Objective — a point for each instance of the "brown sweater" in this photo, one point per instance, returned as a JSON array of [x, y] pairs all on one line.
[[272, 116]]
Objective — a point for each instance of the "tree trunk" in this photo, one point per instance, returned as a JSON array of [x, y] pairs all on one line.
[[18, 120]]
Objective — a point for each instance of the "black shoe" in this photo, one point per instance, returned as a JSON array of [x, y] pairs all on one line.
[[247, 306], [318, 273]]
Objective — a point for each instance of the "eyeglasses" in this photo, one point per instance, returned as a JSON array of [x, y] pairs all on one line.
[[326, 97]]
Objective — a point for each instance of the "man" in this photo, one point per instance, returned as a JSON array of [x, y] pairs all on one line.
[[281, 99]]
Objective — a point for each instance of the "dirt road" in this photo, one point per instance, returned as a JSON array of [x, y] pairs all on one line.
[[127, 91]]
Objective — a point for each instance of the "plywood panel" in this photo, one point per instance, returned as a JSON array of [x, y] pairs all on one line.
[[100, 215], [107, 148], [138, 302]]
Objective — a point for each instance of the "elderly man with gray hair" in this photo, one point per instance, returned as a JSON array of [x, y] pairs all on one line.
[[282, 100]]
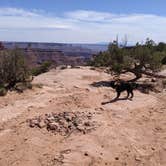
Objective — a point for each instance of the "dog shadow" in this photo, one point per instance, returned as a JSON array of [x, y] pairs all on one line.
[[115, 100], [101, 84]]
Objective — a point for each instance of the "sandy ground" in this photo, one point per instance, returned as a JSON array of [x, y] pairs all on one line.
[[131, 133]]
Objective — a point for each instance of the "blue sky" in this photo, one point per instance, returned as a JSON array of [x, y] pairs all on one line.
[[83, 21]]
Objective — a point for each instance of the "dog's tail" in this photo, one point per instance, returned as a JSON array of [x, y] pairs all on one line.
[[134, 85]]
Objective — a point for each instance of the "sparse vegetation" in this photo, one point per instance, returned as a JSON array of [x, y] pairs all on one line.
[[44, 67], [13, 70], [140, 59]]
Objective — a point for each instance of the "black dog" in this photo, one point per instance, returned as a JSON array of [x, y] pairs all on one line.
[[121, 86]]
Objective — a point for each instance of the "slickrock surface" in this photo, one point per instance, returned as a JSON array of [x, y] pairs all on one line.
[[64, 123]]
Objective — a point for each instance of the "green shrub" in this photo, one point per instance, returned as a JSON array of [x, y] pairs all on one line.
[[13, 69], [44, 67]]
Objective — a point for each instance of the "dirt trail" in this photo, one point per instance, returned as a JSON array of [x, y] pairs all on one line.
[[129, 133]]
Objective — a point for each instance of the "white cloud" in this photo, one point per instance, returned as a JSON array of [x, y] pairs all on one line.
[[79, 26]]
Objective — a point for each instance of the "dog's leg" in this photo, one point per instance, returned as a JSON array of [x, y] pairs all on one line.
[[118, 95], [132, 94], [128, 93]]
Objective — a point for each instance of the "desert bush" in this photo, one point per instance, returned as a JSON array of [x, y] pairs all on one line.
[[44, 67], [13, 69], [139, 59]]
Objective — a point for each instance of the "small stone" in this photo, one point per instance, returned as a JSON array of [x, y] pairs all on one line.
[[42, 124], [52, 126], [137, 159], [116, 158], [85, 154]]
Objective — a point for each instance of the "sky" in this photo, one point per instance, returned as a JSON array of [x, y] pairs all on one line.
[[82, 21]]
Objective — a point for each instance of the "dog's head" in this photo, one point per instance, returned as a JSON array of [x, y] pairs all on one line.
[[113, 84]]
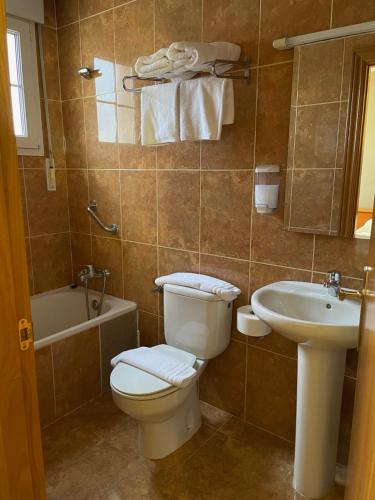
....................
Bepaal in hoeveel regels van de bovenstaande rijen het woord "elderly" voorkomt, waarbij onderscheid tussen hoofdletters en kleine letters wordt gemaakt. Vermeld uitsluitend dat aantal.

1